:: Text excerpt ::

I'm talking about sacrifice. About doing whatever you can to help make sure your children come out the other end of adolescence happy, healthy and accepted. To take interests in what they do, to keep them safe no matter what, to talk to them and find out who they are as growing people. Actual sacrifice. I'm not talking about "spoiling" your kid, or anything such as that, just treating them like another human being, with respect and love. Your children are supposed to be an extension of yourself, so if you hate yourself, I guess it only makes sense you would hate your children. That being said, I hate myself and I know I would do anything for any future kids I might have, so who knows. Either way, my parents didn't understand this. They made fusses over needing new equipment for school, they constantly threw me at therapists instead of talking to me themselves, they did everything wrong that they could think of and then, on top of all of that, didn't take responsibility for all the wrongness they'd done. At least if they'd copped to it I might've seen a glimmer of redemption. There was no redemption. And certainly no glimmer.
In the last few seconds of the game, mere inches away from safety, I was grabbed by the giant bird and taken away, leaving my last badger cub to go on without me, and it made me think...wow, that's the ultimate sacrifice. You allow the bird to take yourself instead of taking your cub. That's impactful, man. You DIED for your kid. Now, granted, things in the wilderness are obviously different from things in Suburbia, USA. I recognize that we, cool as it would be if we were, are not badgers. But, the idea of that sacrifice, of giving yourself up for the sake of your childs future...I think that's pretty universal to the concept of parenting itself, right? Or at least, it SHOULD be. Either way, Shelter forces you to care about your pixel children, and just in under 2 hours too, which is more than a lot of 8+ hour games have ever managed to accomplish. Might & Delight obviously know how to tug at your heartstrings, and in the most artful way possible, given the visuals of the game.
The music was fantastic as well, swelling at the worst, and the best, times. I don't consider the short run time a bad thing, as I prefer that. There's too much out there that I wanna get through that I don't like it when a game goes too long. I wanna get through it and move on. But those brief 2 hours I spent with these badger kids were intense, and intimate, and I wouldn't ask for it any other way. I have to admit, I wouldn't buy it at full price, only because of the short run time, but if you can nab it on sale, certainly. And I recognize how awful it is for an artist to say you shouldn't pay another bunch of artists full fare for their hard work, but we're all in a financial bind here, alright? I'm just trying to save you, the consumer, money. You're welcome, you handsome devil you.
Shelter works because it's brief. It's runtime actually helps strengthen the bond you feel between your badger kids because you know it won't last long, so you feel obligated to do absolutely everything in your power to give them the best possible future that you can, even if it means, in the end, letting your own future go.
A lot of parents say they'd die for their kids.
But badger parents actually follow through.

:::
:: Raw data ::

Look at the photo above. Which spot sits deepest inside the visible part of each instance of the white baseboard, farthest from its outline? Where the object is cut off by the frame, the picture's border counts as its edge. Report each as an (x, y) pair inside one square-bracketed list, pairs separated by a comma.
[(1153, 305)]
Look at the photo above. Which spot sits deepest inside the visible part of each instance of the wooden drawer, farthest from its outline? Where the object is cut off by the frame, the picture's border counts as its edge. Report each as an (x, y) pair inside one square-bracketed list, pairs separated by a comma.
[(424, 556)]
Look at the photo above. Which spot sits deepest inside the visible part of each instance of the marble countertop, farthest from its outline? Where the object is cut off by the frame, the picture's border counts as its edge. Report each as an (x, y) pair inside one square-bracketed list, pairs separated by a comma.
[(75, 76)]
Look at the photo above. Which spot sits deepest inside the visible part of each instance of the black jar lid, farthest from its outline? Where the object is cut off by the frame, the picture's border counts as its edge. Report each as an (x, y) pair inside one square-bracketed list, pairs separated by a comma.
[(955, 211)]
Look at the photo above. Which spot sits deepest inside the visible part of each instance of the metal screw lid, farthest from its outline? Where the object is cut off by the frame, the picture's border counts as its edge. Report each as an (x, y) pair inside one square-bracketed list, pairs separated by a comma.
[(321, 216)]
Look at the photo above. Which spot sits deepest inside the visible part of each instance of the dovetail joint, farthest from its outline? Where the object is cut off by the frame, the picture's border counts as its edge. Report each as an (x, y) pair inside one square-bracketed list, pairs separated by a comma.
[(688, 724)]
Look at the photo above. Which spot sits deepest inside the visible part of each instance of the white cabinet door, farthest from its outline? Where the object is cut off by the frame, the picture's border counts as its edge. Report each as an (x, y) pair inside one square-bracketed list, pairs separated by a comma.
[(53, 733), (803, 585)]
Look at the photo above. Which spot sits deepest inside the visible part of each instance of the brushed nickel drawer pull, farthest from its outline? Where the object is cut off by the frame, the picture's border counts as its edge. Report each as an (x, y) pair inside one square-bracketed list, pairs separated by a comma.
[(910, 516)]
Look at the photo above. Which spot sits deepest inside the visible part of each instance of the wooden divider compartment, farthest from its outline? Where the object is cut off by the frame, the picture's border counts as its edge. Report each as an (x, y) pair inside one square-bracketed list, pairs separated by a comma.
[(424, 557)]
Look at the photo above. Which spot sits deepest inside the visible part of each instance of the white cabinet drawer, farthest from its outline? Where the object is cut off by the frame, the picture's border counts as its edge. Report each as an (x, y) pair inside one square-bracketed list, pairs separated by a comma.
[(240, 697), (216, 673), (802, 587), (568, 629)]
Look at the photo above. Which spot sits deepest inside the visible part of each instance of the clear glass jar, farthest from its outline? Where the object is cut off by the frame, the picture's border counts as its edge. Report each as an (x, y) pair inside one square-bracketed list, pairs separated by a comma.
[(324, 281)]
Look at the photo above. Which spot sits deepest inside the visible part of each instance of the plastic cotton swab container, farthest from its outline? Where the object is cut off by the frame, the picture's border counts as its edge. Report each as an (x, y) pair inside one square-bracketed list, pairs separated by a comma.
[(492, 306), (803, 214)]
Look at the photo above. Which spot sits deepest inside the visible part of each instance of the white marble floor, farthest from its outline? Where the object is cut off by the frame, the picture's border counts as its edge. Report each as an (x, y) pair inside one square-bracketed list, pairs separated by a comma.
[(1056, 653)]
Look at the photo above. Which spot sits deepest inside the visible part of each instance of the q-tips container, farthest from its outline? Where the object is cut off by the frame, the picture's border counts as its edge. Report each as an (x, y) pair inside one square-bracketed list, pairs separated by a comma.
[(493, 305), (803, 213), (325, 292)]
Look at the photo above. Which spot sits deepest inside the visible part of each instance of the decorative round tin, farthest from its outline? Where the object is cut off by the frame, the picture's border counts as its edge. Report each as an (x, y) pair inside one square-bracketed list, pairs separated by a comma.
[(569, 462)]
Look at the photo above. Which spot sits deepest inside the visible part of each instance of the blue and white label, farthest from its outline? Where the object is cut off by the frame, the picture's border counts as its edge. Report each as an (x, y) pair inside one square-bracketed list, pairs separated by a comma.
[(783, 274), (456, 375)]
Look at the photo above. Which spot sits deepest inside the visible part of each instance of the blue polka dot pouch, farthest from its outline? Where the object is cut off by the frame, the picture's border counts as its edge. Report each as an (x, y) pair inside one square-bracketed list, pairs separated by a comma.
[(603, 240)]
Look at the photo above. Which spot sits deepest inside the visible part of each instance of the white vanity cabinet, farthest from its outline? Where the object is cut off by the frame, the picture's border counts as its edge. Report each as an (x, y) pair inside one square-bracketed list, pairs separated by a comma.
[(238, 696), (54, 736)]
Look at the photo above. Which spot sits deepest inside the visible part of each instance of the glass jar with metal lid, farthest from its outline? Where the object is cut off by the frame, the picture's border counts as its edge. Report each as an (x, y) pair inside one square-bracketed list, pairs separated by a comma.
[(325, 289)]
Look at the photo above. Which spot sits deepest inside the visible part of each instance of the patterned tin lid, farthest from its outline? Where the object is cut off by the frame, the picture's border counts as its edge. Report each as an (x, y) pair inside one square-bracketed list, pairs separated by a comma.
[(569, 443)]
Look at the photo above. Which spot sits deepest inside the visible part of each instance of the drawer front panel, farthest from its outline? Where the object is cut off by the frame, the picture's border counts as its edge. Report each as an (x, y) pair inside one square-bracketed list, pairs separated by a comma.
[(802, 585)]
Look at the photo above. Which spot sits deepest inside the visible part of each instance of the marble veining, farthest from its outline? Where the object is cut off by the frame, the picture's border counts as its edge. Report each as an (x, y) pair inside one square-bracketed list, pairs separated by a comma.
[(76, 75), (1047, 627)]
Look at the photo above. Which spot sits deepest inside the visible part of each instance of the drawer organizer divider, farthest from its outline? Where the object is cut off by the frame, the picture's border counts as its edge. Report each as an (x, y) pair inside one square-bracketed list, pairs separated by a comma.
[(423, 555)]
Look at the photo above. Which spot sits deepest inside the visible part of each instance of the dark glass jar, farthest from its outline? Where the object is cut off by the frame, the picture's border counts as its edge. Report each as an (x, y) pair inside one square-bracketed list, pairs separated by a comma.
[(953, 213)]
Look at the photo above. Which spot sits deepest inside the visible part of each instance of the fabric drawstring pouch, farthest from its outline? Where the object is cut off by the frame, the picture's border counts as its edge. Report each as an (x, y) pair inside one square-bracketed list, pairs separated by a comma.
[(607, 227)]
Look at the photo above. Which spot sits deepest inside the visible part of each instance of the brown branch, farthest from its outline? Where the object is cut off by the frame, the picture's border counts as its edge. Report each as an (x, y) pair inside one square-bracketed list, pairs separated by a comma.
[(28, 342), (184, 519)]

:::

> Task instructions: Please rewrite the Shelter review, everything from "Shelter works because" down to "actually follow through.", putting "fox" in place of "badger". These records have no connection to the Shelter review.

> Reply:
Shelter works because it's brief. It's runtime actually helps strengthen the bond you feel between your fox kids because you know it won't last long, so you feel obligated to do absolutely everything in your power to give them the best possible future that you can, even if it means, in the end, letting your own future go.
A lot of parents say they'd die for their kids.
But fox parents actually follow through.